Prompt:
Return word for word everything from the line containing "[Batch job #auto] Object class: chrome" down to the line containing "354;190;381;224", both lines included.

Records:
****************************************
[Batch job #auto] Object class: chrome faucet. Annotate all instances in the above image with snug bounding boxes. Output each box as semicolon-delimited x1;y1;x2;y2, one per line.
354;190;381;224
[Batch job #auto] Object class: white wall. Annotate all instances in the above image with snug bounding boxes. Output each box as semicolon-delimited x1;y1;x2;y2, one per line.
****************************************
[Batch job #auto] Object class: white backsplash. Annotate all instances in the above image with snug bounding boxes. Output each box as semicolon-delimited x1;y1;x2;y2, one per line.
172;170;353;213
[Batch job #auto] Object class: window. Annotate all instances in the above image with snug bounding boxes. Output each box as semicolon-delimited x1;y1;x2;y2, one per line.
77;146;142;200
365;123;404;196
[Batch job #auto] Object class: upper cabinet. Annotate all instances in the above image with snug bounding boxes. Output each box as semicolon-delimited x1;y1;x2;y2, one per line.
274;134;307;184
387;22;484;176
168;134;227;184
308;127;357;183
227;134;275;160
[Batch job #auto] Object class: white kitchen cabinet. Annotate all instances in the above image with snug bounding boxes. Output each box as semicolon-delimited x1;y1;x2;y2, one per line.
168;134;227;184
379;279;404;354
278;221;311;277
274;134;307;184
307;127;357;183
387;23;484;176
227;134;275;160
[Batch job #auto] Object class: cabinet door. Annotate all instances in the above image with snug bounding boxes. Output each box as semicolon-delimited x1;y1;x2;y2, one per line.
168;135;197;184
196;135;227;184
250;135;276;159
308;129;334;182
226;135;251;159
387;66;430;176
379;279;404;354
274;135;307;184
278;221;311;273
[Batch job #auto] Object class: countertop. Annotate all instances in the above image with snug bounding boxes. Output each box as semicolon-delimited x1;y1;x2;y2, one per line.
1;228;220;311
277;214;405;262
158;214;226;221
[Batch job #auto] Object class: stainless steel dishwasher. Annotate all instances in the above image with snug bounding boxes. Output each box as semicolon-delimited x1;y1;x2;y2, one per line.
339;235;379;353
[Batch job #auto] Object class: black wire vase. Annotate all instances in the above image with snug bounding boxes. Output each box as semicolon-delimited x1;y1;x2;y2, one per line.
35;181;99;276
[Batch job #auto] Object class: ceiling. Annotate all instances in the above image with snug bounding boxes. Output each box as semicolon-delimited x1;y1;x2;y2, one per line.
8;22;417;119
****************************************
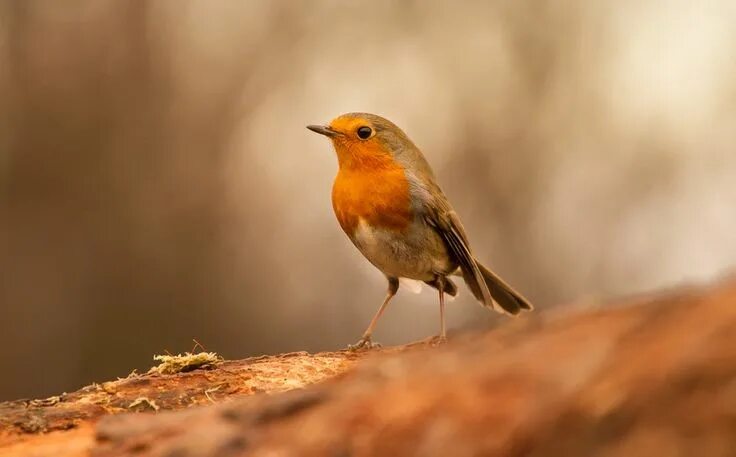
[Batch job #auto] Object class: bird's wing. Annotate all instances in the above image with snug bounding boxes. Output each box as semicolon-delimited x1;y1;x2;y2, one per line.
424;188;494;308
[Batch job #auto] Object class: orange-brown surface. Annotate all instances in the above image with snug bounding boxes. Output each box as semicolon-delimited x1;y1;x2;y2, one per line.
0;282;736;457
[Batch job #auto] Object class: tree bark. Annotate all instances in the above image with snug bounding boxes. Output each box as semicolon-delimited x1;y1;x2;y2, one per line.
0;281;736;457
****************************************
Finished answer:
[Batch job #auto] Object class: chrome faucet. Annotate all instances in the above image with snug bounding boxes. Output each box as semicolon-delimited x1;y1;x2;y2, one per line.
354;190;381;224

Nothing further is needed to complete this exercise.